In the passage on Alvarez's work below, which digital device do viewers use in the FLATUS VOCIS project?

Excerpt to read:

####################

Her research is used to create pieces based in concepts that analyze space from the different artistic languages, understanding the influence of a certain context (geographic, ideological and emotional), and providing these clues to the person experiencing it. Her current line of research explores and focuses on the use of programming languages and software platforms used to synthesize audio and image and to analyze and process algorithmic compositions.

 Her work explores the idea of multiple screens and layers to create immersive atmospheres, looking for fractured image narratives and using generative sound to give the experience of discontinuity to the visitors.

Low-definition is a concept that Alvarez has adopted to merge the use of low-resolution technologies as well as techniques that derive from traditional analog procedures combined with innovative digital technologies.

FLATUS VOCIS: The Ephemeral in the Permanence

“This project is aimed at expanding two-dimensional graphic statements into dialogues with three-dimensional. Through the use of a digital device (smartphone), viewers can activate the time factor and sensitive, perceptive qualities of drawing with augmented reality.

“The project consists of producing a series of drawings where the digital device serves as a facilitator for a dynamic close-up between the two-dimensional artwork and the sensory-space created through a screen.

####################

Records shown:
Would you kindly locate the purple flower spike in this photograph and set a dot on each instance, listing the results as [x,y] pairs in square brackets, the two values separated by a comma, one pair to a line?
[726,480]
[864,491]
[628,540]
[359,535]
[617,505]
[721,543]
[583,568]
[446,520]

####################

Response to the exercise: A smartphone.